Start of Text to read
Moreover, being a lawyer at a large firm is a high-stress endeavor. Even small mistakes can have significant implications and, as a result, tensions can run high. And of course, because excellence is expected, partners are unlikely to give much positive feedback for a job well done; instead, the reward for good work is more work.
It doesn’t get much better when I venture outside my office. Lawyers are often the butt of jokes, and society, in general, has little regard for my profession. In fact, 34% of Americans say that “lawyers contribute little to nothing to society“?
I do not share this to complain or to engender any sympathy. I’m well compensated for my work and am grateful for the opportunity to work at my firm. My point is simply that the position of “associate” at a major law firm is generally regarded as a very difficult job. With that said, I make the following observation with great confidence: my wife’s job is harder.

My wife is self-employed. She has only two clients to respond to, sets her own hours, has no dress code to follow, and primarily works from home. Stated differently, she has two demanding, needy, and childish clients, is on call 24-7, is so busy she doesn’t even have time to shower some days, and is essentially a prisoner in her own home.
The astute reader has deduced her occupation: My wife is a stay-at-home mother (“SAHM”).
In our society, it seems that being a SAHM is frequently misunderstood. SAHMs are often asked if they “just” stay home with their kids and, if so, how do they fill their days? They are asked if they look forward to “going back to work,” or if they miss having a job. Others (often singles or married women who don’t have children) express their longing for the day when they can stay home with their kids, rhapsodizing about the glory of motherhood and peppering SAHMs with questions about the glorious existence that must be the life of a SAHM. In other words, our society seems to have concluded that SAHMs are either
- On a sabbatical of sorts from the real world, treading water in some sort of slow-moving existence featuring too much free time and not enough significance; or
- Living an idyllic life, consisting of snuggling and playing with soft cuddly babies, participating in fun-filled play dates with other moms and babies, and having plenty of time to engage in fulfilling hobbies and friendships.
With these two polar opposite characterizations of SAHMs, I imagine most young mothers feel either an overwhelming sense of insignificance, because the first assumption paints them as unmotivated or unqualified members of society, or a deep sense of personal failure, if their experience as a mother fails to resemble the blissful scenario described by the second assumption. It’s a bit surprising these views don’t drive young mothers to an institution! And that is just the external pressure and misunderstanding a SAHM may face from family, friends, (obnoxious) strangers, and the media. There is still the actual work of motherhood to contend with.

Make no mistake, my wife has made it abundantly clear that she feels extremely blessed to be a SAHM and would not choose to do anything else. But, that does not change the simple, incontrovertible fact that it is hard work. Here are just a few of the hats worn by a SAHM (along with the approximate annual salary):
- Activity Coordinator / Planner – This encompasses not just trips to the zoo, play dates, and parent-tot “craft projects,” but also all the daily activities that keep a child engaged for twelve hours a day. (Salary: $41,000)
End of Text to read
Start of Provided information
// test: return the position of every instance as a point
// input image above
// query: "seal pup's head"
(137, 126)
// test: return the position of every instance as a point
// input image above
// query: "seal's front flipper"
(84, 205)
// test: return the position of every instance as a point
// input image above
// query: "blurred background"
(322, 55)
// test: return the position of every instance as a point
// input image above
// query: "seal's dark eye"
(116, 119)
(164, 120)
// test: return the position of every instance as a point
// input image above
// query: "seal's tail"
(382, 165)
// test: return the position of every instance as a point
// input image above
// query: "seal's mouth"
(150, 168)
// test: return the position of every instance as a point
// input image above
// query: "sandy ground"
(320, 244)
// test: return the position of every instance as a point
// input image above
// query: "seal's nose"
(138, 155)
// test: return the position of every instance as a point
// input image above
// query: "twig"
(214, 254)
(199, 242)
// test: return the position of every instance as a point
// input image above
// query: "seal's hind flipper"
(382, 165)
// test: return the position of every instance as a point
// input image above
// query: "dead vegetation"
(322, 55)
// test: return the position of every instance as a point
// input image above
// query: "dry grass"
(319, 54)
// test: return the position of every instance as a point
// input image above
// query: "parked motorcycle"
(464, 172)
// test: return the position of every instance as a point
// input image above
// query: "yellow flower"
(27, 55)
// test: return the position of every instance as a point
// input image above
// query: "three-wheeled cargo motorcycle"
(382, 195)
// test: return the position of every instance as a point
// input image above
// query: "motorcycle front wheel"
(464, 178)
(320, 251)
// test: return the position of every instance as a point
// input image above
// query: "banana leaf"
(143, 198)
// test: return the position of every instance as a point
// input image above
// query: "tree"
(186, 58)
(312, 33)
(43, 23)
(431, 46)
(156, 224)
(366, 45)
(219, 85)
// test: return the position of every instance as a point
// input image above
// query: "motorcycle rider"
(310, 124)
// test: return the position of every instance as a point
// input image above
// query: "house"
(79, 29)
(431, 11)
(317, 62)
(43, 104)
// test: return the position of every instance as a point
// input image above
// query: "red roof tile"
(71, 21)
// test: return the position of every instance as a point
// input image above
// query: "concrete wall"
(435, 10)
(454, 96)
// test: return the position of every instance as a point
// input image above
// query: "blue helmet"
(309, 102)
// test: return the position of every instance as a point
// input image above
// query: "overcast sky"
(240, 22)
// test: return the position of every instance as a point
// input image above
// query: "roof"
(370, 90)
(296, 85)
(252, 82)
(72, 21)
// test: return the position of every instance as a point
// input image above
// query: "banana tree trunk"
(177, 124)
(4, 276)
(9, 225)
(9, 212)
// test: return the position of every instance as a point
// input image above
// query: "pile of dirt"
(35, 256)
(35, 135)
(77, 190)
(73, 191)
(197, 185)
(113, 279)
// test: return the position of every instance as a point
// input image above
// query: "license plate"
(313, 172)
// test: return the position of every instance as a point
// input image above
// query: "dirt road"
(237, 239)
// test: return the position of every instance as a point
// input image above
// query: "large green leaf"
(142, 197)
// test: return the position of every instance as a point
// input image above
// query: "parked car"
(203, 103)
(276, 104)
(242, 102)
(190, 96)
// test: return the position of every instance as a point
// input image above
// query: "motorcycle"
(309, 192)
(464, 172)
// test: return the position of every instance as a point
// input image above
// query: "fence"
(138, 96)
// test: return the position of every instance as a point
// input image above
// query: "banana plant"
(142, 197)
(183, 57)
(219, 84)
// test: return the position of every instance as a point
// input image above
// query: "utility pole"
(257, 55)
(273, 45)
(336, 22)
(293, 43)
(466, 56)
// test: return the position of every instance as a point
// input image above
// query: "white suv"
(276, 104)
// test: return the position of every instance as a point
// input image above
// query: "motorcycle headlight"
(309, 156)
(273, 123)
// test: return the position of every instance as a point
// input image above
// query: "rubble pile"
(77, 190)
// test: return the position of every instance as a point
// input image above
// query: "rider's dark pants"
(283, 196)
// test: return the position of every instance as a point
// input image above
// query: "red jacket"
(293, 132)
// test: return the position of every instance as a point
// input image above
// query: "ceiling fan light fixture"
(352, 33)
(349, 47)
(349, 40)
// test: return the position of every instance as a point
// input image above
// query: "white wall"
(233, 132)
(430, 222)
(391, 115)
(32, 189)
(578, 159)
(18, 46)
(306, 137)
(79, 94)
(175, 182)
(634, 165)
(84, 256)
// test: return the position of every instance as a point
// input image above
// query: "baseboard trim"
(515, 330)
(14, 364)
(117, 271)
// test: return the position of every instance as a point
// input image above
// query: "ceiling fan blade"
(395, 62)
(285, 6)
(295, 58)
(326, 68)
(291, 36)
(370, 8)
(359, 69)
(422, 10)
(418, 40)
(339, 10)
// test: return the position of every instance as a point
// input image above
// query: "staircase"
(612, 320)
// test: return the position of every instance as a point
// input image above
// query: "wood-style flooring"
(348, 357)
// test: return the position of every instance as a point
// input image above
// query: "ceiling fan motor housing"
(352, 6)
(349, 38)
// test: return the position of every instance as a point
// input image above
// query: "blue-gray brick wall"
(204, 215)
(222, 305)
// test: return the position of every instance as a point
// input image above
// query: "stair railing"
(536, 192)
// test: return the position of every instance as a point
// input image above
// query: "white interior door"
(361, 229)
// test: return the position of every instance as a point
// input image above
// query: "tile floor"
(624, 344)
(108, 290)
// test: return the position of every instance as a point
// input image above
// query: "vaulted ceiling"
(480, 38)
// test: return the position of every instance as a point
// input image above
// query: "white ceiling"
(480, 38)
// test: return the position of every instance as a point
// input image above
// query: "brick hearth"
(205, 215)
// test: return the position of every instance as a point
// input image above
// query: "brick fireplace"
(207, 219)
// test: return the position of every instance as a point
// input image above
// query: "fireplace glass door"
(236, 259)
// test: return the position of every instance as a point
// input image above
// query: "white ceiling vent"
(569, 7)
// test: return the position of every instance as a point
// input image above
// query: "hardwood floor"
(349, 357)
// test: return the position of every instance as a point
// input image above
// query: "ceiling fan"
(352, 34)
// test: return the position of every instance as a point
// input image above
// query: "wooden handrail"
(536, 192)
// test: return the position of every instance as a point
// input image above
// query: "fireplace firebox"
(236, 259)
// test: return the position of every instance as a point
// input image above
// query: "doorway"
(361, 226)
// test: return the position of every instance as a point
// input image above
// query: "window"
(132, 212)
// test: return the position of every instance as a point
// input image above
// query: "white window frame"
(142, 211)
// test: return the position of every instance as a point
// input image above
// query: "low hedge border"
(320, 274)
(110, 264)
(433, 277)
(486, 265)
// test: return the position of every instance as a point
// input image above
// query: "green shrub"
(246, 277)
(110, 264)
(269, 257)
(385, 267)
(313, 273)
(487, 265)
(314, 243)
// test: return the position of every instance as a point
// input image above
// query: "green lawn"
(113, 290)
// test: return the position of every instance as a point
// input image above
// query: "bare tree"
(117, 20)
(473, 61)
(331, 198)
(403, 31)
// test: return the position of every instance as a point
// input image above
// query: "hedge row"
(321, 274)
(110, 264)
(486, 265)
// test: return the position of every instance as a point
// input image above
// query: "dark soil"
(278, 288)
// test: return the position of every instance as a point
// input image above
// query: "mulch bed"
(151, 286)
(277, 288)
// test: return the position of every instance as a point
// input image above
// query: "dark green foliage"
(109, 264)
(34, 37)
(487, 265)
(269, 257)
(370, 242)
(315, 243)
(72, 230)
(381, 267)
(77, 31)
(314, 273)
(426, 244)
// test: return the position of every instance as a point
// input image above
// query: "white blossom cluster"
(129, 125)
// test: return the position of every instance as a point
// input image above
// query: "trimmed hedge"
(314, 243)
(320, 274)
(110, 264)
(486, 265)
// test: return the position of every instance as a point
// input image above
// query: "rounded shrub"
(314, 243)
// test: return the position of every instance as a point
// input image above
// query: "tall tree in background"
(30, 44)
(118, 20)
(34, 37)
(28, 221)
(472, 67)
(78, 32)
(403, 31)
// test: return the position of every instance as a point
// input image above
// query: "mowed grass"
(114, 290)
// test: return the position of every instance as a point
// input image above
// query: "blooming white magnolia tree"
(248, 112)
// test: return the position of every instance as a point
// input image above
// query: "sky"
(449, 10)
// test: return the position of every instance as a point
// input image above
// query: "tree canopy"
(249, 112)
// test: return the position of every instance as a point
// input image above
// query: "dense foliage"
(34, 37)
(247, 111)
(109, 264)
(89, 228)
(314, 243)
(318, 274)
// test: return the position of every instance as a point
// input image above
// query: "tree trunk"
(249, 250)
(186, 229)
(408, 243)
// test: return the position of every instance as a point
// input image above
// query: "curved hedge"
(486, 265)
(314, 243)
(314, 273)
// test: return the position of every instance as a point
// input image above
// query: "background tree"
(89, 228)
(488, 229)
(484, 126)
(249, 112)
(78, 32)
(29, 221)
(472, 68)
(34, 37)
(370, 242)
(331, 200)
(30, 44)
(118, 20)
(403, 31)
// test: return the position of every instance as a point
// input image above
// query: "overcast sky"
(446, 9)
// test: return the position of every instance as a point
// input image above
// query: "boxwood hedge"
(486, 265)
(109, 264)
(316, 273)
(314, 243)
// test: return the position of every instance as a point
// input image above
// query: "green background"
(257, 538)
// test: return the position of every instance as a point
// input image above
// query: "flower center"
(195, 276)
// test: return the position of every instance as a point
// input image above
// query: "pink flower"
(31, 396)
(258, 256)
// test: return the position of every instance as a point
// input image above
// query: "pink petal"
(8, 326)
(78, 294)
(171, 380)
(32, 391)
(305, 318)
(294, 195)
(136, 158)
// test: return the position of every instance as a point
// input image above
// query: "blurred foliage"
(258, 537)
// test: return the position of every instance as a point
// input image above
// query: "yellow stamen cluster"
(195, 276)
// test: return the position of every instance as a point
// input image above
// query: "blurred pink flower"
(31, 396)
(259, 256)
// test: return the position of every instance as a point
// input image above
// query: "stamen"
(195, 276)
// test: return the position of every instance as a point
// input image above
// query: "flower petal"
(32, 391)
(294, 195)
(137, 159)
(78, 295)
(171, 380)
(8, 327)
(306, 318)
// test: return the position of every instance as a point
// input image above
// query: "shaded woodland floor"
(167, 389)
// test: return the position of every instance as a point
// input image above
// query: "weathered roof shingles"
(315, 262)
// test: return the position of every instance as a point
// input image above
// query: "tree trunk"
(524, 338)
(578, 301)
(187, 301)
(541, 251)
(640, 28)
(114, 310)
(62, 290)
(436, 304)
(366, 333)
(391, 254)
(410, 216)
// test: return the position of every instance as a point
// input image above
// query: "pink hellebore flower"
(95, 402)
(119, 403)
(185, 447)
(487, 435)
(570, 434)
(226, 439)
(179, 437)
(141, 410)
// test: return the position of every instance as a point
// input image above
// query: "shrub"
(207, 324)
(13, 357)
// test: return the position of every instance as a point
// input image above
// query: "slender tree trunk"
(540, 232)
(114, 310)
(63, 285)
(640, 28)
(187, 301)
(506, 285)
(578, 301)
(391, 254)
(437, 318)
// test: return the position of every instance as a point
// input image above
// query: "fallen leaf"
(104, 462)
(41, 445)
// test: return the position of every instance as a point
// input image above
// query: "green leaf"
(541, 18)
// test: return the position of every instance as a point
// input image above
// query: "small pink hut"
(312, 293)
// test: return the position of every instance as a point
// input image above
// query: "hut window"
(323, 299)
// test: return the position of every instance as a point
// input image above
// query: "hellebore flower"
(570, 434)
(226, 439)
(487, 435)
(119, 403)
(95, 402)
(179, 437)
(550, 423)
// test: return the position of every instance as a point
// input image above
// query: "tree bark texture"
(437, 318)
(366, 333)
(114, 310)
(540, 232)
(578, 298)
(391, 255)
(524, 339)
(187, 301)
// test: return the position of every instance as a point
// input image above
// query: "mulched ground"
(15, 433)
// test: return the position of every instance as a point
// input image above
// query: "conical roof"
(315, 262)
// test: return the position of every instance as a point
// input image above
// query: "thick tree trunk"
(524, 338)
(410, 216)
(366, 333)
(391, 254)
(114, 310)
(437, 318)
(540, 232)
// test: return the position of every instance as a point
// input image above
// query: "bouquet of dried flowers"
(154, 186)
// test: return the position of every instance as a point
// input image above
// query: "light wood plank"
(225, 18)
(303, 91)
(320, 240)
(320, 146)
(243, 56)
End of Provided information
#### Requests:
1. Repeat word for word the passage of the essay about stay-at-home mothers from "I do not share" to "job is harder.".
2. Name every source of external pressure and misunderstanding on a SAHM that the essay about stay-at-home mothers lists.
3. Pick up the essay about stay-at-home mothers after its last sentence and keep writing it.

#### Answers:
1.
I do not share this to complain or to engender any sympathy. I’m well compensated for my work and am grateful for the opportunity to work at my firm. My point is simply that the position of “associate” at a major law firm is generally regarded as a very difficult job. With that said, I make the following observation with great confidence: my wife’s job is harder.

2. Family, friends, (obnoxious) strangers, and the media.

3.
- Educator and Facilitator of Cognitive Development – SAHMs are working with impressionable and fertile minds. A Harvard study states what “[w]e have long known that interactions with parents, caregivers, and other adults are important in a child’s life, but new evidence shows that these relationships actually shape brain circuits and lay the foundation for later developmental outcomes, from academic performance to mental health and interpersonal skills.” No pressure, right? Sure, it might be easier to duct-tape their diaper to the floor in front of the TV watching Barney for the greater part of the day, but a good SAHM (like my wife) looks for, and creates, opportunities to stimulate her child’s brain development. (Salary: $28,000)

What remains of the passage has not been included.